■ DATA SHOWN:
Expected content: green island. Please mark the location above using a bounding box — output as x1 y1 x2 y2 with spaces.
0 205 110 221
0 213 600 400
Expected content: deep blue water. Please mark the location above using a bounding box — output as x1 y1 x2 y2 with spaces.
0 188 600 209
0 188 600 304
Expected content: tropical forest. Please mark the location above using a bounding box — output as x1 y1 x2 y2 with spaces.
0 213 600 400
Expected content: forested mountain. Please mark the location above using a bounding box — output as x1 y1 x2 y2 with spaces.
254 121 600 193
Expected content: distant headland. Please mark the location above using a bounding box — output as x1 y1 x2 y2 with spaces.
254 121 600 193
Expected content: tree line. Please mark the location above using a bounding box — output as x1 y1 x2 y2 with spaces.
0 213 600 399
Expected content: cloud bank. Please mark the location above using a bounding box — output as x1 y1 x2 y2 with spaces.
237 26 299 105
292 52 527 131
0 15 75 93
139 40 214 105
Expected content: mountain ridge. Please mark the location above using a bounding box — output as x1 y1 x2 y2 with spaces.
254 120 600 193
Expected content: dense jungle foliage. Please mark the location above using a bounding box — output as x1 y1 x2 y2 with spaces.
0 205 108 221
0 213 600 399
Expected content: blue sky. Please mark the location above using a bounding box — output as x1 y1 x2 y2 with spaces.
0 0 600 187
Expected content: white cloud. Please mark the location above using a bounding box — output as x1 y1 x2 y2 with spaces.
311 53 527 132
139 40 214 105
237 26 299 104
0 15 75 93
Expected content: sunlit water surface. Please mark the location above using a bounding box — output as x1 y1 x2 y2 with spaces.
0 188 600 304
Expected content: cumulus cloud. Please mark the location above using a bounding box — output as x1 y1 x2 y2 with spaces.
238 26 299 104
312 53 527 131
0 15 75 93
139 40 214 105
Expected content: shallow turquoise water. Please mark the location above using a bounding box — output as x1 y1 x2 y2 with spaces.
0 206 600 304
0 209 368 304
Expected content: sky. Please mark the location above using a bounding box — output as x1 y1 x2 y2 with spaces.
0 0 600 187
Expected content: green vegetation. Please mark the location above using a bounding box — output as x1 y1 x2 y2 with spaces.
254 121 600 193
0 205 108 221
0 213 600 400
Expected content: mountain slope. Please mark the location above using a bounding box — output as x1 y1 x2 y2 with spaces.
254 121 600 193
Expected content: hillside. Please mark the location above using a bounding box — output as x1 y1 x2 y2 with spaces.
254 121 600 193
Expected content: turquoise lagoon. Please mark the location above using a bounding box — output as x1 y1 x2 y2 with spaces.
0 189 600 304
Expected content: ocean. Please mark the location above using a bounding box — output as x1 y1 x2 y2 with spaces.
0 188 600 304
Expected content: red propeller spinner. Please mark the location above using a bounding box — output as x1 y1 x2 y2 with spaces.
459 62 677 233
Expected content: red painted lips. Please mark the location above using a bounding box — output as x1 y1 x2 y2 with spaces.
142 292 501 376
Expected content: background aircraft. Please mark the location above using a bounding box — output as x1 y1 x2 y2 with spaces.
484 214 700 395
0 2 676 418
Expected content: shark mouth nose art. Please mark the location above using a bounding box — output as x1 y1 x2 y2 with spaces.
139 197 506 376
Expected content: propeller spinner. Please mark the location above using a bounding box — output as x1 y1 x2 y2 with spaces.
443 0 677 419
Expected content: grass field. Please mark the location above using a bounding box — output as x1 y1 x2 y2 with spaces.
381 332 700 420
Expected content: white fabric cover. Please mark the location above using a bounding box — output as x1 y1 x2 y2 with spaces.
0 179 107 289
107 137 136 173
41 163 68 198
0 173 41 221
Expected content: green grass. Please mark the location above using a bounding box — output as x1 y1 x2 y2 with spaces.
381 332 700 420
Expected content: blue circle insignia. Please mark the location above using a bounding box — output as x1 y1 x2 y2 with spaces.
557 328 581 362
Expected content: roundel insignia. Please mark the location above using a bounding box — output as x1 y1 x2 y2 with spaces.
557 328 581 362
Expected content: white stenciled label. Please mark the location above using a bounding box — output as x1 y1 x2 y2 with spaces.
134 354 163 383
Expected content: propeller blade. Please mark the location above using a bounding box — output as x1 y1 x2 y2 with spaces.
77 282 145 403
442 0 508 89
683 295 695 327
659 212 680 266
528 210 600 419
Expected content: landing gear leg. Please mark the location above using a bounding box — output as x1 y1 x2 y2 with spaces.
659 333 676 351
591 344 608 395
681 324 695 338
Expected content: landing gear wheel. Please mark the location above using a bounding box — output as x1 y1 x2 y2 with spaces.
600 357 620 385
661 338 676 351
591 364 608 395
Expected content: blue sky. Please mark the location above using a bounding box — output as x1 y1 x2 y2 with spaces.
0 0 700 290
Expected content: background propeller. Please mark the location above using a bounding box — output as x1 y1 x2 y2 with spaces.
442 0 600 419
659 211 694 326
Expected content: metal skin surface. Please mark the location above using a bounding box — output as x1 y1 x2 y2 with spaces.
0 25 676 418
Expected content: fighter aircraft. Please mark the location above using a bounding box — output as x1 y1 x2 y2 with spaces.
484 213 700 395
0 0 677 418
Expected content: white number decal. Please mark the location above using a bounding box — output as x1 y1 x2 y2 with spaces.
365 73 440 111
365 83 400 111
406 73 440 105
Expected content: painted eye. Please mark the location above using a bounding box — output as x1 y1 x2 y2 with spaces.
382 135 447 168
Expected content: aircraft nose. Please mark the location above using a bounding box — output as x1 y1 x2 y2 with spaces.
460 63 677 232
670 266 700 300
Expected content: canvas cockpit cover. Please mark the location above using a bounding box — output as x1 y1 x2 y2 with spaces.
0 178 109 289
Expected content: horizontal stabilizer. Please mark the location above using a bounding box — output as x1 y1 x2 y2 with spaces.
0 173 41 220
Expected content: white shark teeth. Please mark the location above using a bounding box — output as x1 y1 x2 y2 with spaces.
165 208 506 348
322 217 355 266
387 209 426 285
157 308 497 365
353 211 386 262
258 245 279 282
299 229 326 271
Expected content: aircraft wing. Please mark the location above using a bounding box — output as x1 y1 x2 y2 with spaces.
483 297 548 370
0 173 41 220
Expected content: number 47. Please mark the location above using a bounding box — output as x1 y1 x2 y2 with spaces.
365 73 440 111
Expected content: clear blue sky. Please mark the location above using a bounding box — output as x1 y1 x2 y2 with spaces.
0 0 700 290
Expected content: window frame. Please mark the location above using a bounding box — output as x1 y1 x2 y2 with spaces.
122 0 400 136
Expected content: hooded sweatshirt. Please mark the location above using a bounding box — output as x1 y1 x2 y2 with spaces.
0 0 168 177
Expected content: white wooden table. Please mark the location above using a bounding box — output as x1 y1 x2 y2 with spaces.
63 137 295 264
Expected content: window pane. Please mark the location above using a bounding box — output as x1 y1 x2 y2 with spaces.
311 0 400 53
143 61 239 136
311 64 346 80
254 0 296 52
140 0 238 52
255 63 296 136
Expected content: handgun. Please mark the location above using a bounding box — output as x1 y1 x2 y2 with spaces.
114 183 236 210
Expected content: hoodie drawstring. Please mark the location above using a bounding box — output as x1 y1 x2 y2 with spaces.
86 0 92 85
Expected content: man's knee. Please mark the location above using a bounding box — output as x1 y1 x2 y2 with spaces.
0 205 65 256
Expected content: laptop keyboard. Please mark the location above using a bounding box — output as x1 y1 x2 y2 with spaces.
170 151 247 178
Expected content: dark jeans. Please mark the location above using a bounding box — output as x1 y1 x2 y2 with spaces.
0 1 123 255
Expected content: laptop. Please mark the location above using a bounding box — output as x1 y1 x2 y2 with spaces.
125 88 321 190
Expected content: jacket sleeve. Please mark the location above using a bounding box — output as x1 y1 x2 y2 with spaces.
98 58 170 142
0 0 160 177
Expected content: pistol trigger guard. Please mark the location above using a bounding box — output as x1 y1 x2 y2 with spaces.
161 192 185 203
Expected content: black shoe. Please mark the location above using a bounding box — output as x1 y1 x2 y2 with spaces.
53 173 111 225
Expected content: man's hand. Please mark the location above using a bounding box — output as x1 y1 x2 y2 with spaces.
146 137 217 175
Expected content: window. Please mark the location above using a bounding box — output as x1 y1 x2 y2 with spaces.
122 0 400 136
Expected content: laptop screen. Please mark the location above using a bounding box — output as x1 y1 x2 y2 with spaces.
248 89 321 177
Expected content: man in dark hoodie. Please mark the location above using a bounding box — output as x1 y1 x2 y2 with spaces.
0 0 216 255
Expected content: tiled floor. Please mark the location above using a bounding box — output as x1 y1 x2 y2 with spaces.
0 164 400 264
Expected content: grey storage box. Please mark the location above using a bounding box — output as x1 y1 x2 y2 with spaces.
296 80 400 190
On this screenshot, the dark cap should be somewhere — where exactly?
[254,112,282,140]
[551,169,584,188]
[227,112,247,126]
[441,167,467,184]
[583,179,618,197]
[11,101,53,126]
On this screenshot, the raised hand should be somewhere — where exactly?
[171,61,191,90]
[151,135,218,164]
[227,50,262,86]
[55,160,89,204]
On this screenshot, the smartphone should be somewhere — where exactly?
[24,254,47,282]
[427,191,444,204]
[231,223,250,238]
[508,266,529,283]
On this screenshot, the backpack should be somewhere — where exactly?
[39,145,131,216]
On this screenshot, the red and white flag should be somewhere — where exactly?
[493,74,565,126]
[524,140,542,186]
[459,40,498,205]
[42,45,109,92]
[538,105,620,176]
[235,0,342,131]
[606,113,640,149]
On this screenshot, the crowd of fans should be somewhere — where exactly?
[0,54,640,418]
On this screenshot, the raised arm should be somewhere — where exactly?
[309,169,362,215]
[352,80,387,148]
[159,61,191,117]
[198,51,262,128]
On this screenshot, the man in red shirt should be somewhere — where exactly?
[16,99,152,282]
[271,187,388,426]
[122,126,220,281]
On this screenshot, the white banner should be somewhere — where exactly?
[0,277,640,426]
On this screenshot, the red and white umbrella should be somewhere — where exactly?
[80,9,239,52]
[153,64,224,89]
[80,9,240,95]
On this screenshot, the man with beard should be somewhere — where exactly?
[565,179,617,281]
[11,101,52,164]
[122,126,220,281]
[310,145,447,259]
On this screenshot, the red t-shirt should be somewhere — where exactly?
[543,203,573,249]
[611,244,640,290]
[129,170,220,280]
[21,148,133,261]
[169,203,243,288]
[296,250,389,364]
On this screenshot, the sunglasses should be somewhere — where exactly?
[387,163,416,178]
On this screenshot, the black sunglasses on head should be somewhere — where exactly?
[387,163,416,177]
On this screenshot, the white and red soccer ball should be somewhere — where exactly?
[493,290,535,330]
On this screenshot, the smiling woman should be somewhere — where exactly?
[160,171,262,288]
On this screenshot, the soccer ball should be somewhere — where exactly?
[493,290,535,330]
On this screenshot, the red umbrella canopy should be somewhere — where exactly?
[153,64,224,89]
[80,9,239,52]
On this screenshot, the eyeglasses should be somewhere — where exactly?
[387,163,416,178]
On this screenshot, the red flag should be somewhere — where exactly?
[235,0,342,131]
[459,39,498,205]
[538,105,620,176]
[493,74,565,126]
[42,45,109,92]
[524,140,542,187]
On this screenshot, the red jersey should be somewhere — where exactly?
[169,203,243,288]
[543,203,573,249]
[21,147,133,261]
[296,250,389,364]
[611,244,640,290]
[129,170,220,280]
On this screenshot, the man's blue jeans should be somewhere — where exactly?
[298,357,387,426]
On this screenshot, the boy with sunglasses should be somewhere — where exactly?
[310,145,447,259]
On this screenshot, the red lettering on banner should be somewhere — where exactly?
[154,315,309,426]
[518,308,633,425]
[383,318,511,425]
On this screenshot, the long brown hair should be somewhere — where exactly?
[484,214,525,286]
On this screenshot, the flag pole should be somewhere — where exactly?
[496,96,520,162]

■ EXERCISE INSTRUCTIONS:
Copy the records word for word, from the line with "Expected content: sunlit" through the line with "443 0 677 419", including both of those lines.

■ WRITTEN SOLUTION:
Expected content: sunlit water surface. Please mark the location above using a bounding box — output as x1 y1 x2 y2 with spaces.
0 188 600 304
Expected content: cumulus cloud. Please mark the location above using a bounding box — output as x1 y1 x2 y2 with spaces.
238 26 299 104
312 53 527 131
0 15 75 93
139 40 214 105
Expected content: shallow turquoise water. Please mark the location above using a bounding box — output as x1 y1 x2 y2 with spaces.
0 206 600 304
0 209 368 304
Expected content: sky. Please mark the location above using a bounding box — output as x1 y1 x2 y2 with spaces.
0 0 600 187
Expected content: green vegetation. Please mark the location above using a bounding box — output as x1 y1 x2 y2 with spaces.
254 121 600 193
0 205 108 221
0 213 600 400
Expected content: mountain slope. Please mark the location above using a bounding box — output as x1 y1 x2 y2 with spaces.
254 121 600 193
Expected content: hillside. Please mark the location above using a bounding box — output as x1 y1 x2 y2 with spaces.
254 121 600 193
Expected content: turquoise lagoon. Please mark the location above using a bounding box — output as x1 y1 x2 y2 with spaces.
0 189 600 304
Expected content: ocean. Please mark the location above using a bounding box — output as x1 y1 x2 y2 with spaces.
0 188 600 304
Expected content: red propeller spinner. Please mark the location above using a bounding box — output as x1 y1 x2 y2 with spaces.
459 62 677 233
Expected content: red painted lips. Please mark the location above using a bounding box — output as x1 y1 x2 y2 with spaces.
142 292 501 376
Expected content: background aircraft. Please mark the location above using a bounding box — output as x1 y1 x2 y2 with spaces.
484 214 700 395
0 2 676 418
Expected content: shark mouth nose art. Please mark the location above using a bounding box — output as x1 y1 x2 y2 with spaces.
139 197 506 376
Expected content: propeller spinner. Please mark the location above using a bounding box — output as x1 y1 x2 y2 with spaces.
443 0 677 419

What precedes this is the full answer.